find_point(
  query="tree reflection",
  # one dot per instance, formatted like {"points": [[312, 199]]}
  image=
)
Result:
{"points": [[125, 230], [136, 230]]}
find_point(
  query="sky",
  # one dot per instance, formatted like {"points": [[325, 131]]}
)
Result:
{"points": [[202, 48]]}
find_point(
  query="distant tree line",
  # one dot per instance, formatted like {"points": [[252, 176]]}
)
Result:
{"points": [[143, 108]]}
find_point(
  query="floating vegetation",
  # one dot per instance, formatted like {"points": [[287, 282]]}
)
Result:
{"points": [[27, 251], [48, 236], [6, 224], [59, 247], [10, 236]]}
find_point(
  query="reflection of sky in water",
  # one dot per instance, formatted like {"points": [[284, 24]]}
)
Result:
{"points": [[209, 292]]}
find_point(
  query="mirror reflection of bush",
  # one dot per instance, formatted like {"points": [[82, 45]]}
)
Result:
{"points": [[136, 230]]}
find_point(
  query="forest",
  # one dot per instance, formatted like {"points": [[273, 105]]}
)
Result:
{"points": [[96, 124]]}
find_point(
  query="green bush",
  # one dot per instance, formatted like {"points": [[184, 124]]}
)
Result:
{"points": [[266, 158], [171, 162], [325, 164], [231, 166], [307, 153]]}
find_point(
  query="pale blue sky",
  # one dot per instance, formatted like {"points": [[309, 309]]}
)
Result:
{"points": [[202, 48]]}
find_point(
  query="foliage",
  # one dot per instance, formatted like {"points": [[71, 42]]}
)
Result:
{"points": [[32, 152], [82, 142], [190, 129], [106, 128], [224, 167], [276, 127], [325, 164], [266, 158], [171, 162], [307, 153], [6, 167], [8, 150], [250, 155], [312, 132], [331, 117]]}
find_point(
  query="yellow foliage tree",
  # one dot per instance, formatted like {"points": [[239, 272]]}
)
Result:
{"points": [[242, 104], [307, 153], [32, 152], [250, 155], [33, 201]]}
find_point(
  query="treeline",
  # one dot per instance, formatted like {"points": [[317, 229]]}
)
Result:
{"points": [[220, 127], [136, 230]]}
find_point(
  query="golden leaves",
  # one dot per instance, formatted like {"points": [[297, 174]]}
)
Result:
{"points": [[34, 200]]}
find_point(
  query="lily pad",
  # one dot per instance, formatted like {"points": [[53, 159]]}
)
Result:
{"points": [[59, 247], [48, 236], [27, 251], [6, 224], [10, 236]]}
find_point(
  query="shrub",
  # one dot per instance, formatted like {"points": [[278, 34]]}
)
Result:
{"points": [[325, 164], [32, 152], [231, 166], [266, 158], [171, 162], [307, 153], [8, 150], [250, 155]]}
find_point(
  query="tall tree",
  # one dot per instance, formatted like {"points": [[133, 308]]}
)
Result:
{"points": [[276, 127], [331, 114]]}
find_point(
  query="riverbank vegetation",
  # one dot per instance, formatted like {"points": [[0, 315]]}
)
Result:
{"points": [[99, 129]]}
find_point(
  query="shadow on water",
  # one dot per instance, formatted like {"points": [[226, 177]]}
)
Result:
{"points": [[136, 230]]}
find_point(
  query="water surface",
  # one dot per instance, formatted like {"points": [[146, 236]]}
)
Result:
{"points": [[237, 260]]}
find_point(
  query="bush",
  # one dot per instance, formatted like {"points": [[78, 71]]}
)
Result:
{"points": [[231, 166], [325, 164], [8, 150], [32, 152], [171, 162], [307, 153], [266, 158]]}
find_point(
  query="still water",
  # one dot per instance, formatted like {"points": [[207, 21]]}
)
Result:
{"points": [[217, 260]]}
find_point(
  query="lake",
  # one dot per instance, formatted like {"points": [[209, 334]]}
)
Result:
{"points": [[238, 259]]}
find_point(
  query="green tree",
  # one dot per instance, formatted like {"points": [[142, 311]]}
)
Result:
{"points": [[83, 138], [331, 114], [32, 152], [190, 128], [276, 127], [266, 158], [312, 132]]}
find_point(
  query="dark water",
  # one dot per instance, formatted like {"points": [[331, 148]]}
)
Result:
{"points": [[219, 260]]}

==================================================

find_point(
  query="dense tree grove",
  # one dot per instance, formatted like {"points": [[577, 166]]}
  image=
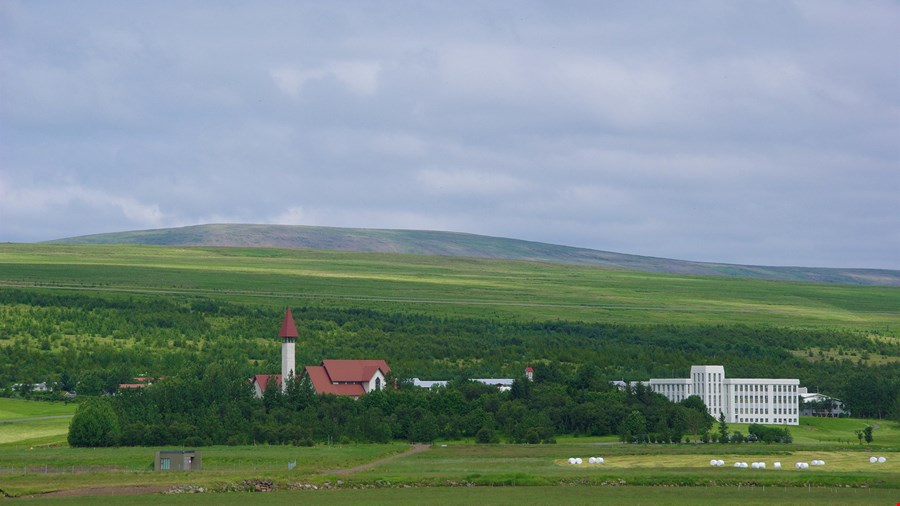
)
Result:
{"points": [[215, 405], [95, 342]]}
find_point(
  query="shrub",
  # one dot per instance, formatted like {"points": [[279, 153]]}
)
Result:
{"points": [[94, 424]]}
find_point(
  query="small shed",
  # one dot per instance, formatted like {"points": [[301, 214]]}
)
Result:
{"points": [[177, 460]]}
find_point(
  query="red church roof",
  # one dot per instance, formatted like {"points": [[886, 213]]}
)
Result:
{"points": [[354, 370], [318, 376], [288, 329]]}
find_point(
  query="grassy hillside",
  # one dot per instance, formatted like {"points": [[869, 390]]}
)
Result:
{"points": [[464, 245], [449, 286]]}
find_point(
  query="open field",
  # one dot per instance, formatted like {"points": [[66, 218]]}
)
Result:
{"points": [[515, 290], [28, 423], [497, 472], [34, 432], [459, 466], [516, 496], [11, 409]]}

==================================================

Task to carry out — Every line that contains the string "bush" should be copied from the records.

Solution to the problem —
  query="mirror reflection of bush",
  query="green bush",
  query="bush",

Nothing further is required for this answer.